_PROMPT:_ For each line of the data below that contains "blue", return that line.

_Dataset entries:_
☆ ☆ ☆ ☆ ☆ ☆ ☆

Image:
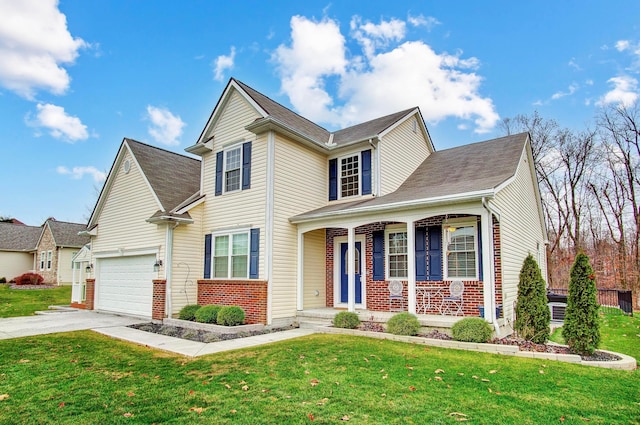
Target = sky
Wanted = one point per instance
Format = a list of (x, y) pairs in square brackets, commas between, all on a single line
[(77, 76)]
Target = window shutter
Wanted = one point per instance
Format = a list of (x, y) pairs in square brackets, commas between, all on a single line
[(421, 254), (246, 165), (219, 159), (366, 172), (207, 256), (435, 253), (254, 255), (333, 179), (378, 256), (479, 252)]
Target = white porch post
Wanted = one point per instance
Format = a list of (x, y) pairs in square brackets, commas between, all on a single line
[(300, 283), (411, 266), (351, 271)]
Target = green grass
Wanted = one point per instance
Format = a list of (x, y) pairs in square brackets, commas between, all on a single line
[(619, 333), (86, 378), (25, 302)]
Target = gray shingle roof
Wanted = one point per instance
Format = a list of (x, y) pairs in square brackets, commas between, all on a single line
[(457, 171), (18, 237), (173, 177), (66, 234)]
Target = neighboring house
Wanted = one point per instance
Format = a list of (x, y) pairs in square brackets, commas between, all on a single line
[(281, 216), (17, 245), (58, 242)]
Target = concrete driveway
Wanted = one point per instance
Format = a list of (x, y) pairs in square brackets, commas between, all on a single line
[(61, 321)]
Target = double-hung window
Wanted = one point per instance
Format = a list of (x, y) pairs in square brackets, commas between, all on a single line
[(231, 255), (462, 250)]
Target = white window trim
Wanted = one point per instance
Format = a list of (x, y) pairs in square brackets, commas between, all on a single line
[(339, 174), (225, 151), (394, 228), (230, 234), (446, 237)]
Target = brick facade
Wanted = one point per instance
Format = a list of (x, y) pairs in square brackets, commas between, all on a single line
[(377, 292), (251, 295)]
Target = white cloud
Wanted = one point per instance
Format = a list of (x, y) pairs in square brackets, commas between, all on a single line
[(34, 45), (391, 75), (79, 172), (624, 92), (222, 63), (165, 128), (59, 123)]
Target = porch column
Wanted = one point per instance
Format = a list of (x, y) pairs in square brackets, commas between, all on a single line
[(300, 269), (351, 271), (411, 266)]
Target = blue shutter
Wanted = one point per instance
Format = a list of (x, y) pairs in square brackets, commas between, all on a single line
[(435, 253), (207, 256), (333, 179), (421, 254), (219, 160), (378, 256), (479, 252), (254, 254), (246, 165), (366, 172)]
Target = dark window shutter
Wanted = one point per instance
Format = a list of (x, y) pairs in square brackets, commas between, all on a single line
[(378, 255), (246, 165), (254, 255), (207, 256), (421, 254), (435, 253), (219, 160), (479, 252), (333, 179), (366, 172)]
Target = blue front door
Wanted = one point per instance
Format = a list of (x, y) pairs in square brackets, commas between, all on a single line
[(344, 278)]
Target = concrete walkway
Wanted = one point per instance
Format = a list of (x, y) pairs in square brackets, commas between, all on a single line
[(117, 327)]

☆ ☆ ☆ ☆ ☆ ☆ ☆

_ANSWER TO THE PROBLEM:_
Target = blue shutter
Target = blue front door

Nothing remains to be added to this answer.